**Exercise task:**
Please reproduce the lines below, from the first one through the line holding "The layout is", inclusive, and leave the pictures out.

**Data to use:**

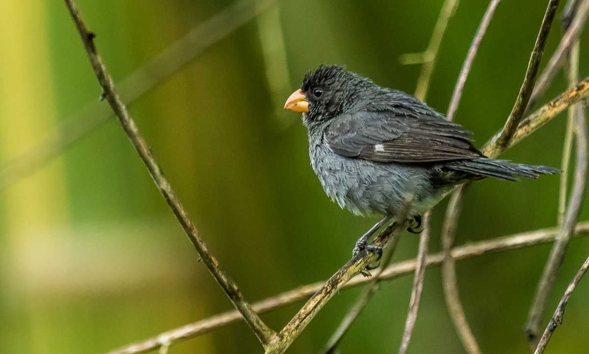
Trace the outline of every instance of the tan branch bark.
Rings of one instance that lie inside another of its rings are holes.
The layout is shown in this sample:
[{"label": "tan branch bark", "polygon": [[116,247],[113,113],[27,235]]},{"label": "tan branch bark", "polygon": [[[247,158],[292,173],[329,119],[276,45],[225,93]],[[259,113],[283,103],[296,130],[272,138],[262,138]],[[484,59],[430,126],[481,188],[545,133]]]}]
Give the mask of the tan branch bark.
[{"label": "tan branch bark", "polygon": [[[551,57],[546,68],[542,71],[542,75],[538,79],[538,82],[532,92],[532,96],[530,98],[528,110],[531,109],[538,99],[546,92],[557,71],[562,64],[566,50],[571,48],[571,46],[578,38],[579,35],[583,31],[587,19],[587,16],[589,15],[589,1],[584,1],[579,5],[577,10],[573,11],[573,14],[575,15],[573,16],[570,25],[567,29],[564,35],[562,36],[558,44],[558,46],[557,47],[552,57]],[[567,21],[567,19],[565,19],[565,21]]]},{"label": "tan branch bark", "polygon": [[[118,85],[121,97],[130,105],[277,1],[236,1],[124,78]],[[95,100],[63,119],[31,149],[0,168],[0,189],[41,168],[74,143],[110,122],[112,117],[108,105]]]},{"label": "tan branch bark", "polygon": [[[540,127],[552,120],[558,113],[561,113],[571,105],[579,101],[587,99],[589,97],[589,76],[564,92],[552,101],[540,107],[537,111],[532,113],[527,117],[522,119],[518,126],[518,129],[514,134],[511,141],[507,145],[507,148],[511,148],[524,139],[528,135],[538,130]],[[481,151],[490,158],[496,158],[504,149],[500,148],[496,140],[503,131],[495,134],[491,140],[488,142]]]},{"label": "tan branch bark", "polygon": [[415,273],[413,278],[411,287],[411,297],[409,302],[409,312],[405,320],[405,329],[401,338],[401,344],[399,348],[399,354],[405,354],[409,347],[413,329],[417,320],[417,311],[419,309],[421,293],[423,290],[423,278],[425,277],[425,268],[427,266],[428,248],[429,246],[430,224],[432,221],[432,211],[428,211],[423,215],[423,231],[419,235],[419,246],[418,248],[417,259],[415,262]]},{"label": "tan branch bark", "polygon": [[[405,201],[405,207],[403,208],[404,211],[399,216],[399,220],[403,220],[407,218],[407,212],[409,209],[410,202],[411,200]],[[382,264],[376,270],[374,275],[370,278],[372,280],[362,289],[362,292],[358,296],[358,299],[356,301],[356,303],[354,303],[346,315],[344,316],[339,326],[337,326],[337,329],[336,329],[333,335],[332,335],[325,347],[322,350],[322,353],[333,354],[336,352],[337,346],[339,345],[340,342],[343,338],[343,336],[345,335],[348,330],[350,329],[350,326],[352,326],[352,323],[354,322],[354,320],[360,315],[360,312],[362,312],[364,307],[370,301],[370,299],[372,298],[375,293],[376,292],[378,285],[380,284],[380,275],[382,274],[385,268],[391,263],[391,261],[393,258],[393,255],[395,254],[395,251],[397,248],[399,239],[401,238],[401,233],[403,231],[403,228],[401,227],[401,225],[402,224],[398,223],[394,226],[391,225],[391,227],[394,228],[391,236],[391,240],[389,242],[391,244],[385,251],[385,253],[381,260]]]},{"label": "tan branch bark", "polygon": [[237,285],[219,268],[218,261],[209,251],[206,244],[198,234],[196,227],[188,217],[187,212],[180,203],[170,183],[164,176],[161,169],[153,156],[151,149],[140,133],[135,122],[129,115],[127,107],[117,93],[112,78],[104,65],[94,44],[94,34],[86,28],[74,1],[72,0],[65,0],[65,1],[72,19],[80,33],[92,68],[102,88],[102,96],[108,101],[123,129],[149,171],[155,185],[172,209],[207,268],[231,299],[236,308],[243,316],[246,322],[257,336],[258,339],[264,346],[266,347],[277,339],[276,332],[269,328],[262,321],[251,305],[244,299]]},{"label": "tan branch bark", "polygon": [[[589,1],[585,1],[589,4]],[[570,71],[569,82],[571,85],[574,85],[578,78],[577,77],[578,65],[578,46],[574,46],[577,50],[573,50],[570,55],[571,65],[569,65],[568,71]],[[564,221],[560,225],[560,230],[556,242],[552,246],[548,259],[544,267],[542,278],[538,285],[531,308],[528,315],[528,320],[525,325],[526,333],[528,339],[533,348],[536,347],[540,328],[542,325],[546,306],[556,277],[560,269],[560,266],[564,260],[571,234],[574,229],[577,218],[581,212],[581,207],[585,196],[585,186],[587,177],[587,123],[585,122],[585,111],[580,103],[571,106],[569,108],[571,114],[575,122],[576,133],[576,161],[575,162],[575,173],[573,182],[573,189],[569,197],[568,205],[564,216]],[[567,171],[565,171],[566,172]],[[562,191],[566,192],[566,188]]]},{"label": "tan branch bark", "polygon": [[454,15],[458,7],[459,0],[446,0],[442,5],[442,11],[436,21],[432,38],[429,40],[427,49],[421,53],[411,53],[401,55],[399,60],[402,64],[423,64],[419,78],[417,81],[417,87],[414,95],[422,101],[425,100],[428,89],[434,73],[434,67],[436,64],[438,52],[439,51],[442,38],[446,32],[448,23]]},{"label": "tan branch bark", "polygon": [[442,249],[444,255],[442,262],[442,285],[450,318],[464,349],[471,354],[480,354],[481,349],[477,344],[477,340],[468,325],[466,316],[460,302],[455,262],[452,256],[452,248],[458,226],[462,197],[466,188],[468,185],[461,186],[452,193],[446,209],[441,235]]},{"label": "tan branch bark", "polygon": [[487,29],[489,27],[491,19],[493,18],[495,10],[497,9],[499,3],[501,0],[491,0],[487,6],[485,14],[482,16],[482,20],[479,25],[477,30],[477,34],[475,35],[472,39],[472,43],[468,48],[468,53],[466,58],[464,59],[462,68],[460,69],[460,74],[458,74],[458,80],[456,82],[456,86],[454,87],[454,91],[452,93],[452,98],[450,99],[450,104],[448,105],[448,112],[446,112],[446,119],[448,121],[454,119],[454,115],[458,109],[458,103],[460,103],[460,98],[462,95],[462,89],[464,88],[464,84],[466,82],[466,78],[472,67],[472,63],[474,62],[475,56],[477,56],[477,52],[478,51],[482,37],[487,32]]},{"label": "tan branch bark", "polygon": [[[542,229],[455,247],[452,249],[451,256],[455,261],[462,261],[485,255],[544,244],[554,241],[557,232],[557,228]],[[578,223],[575,228],[574,236],[578,238],[588,236],[589,236],[589,221]],[[427,267],[432,268],[440,266],[444,258],[444,255],[442,253],[428,256]],[[415,270],[416,263],[416,259],[409,259],[393,263],[388,266],[378,278],[379,281],[392,281],[405,275],[409,275]],[[371,278],[357,275],[342,289],[358,286],[371,281],[372,281]],[[252,307],[259,313],[274,311],[289,305],[308,299],[309,296],[319,291],[325,283],[325,281],[321,281],[300,286],[256,302],[253,304]],[[186,340],[227,326],[241,320],[241,314],[236,310],[228,311],[113,350],[110,354],[145,353],[158,349],[162,343],[173,344]]]},{"label": "tan branch bark", "polygon": [[538,33],[536,42],[534,45],[534,49],[532,50],[532,54],[530,56],[530,61],[528,62],[528,69],[525,71],[524,82],[519,89],[519,93],[518,94],[517,99],[514,104],[513,109],[511,109],[511,113],[509,113],[509,116],[507,118],[507,121],[505,122],[505,125],[503,127],[502,133],[495,140],[495,143],[501,148],[505,148],[509,143],[512,136],[513,136],[515,131],[518,129],[519,122],[528,106],[528,102],[532,95],[532,91],[534,90],[534,85],[536,81],[536,76],[538,75],[538,70],[542,60],[542,55],[544,54],[544,47],[548,41],[548,34],[550,33],[550,28],[552,26],[554,17],[556,16],[556,10],[560,2],[560,0],[550,0],[548,2],[548,8],[544,14],[544,18],[542,20],[542,25],[540,26],[540,31]]},{"label": "tan branch bark", "polygon": [[542,335],[542,338],[540,338],[540,341],[538,344],[538,347],[536,348],[536,350],[534,351],[534,354],[542,354],[542,353],[544,352],[546,345],[548,345],[548,340],[550,340],[550,338],[552,336],[552,333],[554,333],[554,330],[556,330],[556,328],[562,323],[564,310],[567,308],[567,305],[568,304],[568,300],[571,298],[571,295],[573,294],[573,290],[575,290],[577,285],[579,283],[579,282],[581,281],[585,273],[587,273],[588,268],[589,268],[589,258],[587,258],[585,260],[585,262],[581,266],[581,269],[577,272],[575,277],[573,278],[573,280],[571,281],[571,283],[567,288],[567,290],[564,292],[564,295],[561,298],[560,302],[558,303],[558,306],[557,306],[556,310],[554,311],[554,314],[552,315],[552,318],[550,319],[550,322],[546,327],[544,334]]}]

**Exercise result:**
Trace the outline of every instance of the tan branch bark.
Rings of one instance that lie inside another of its rings are holes.
The layout is shown in this sample:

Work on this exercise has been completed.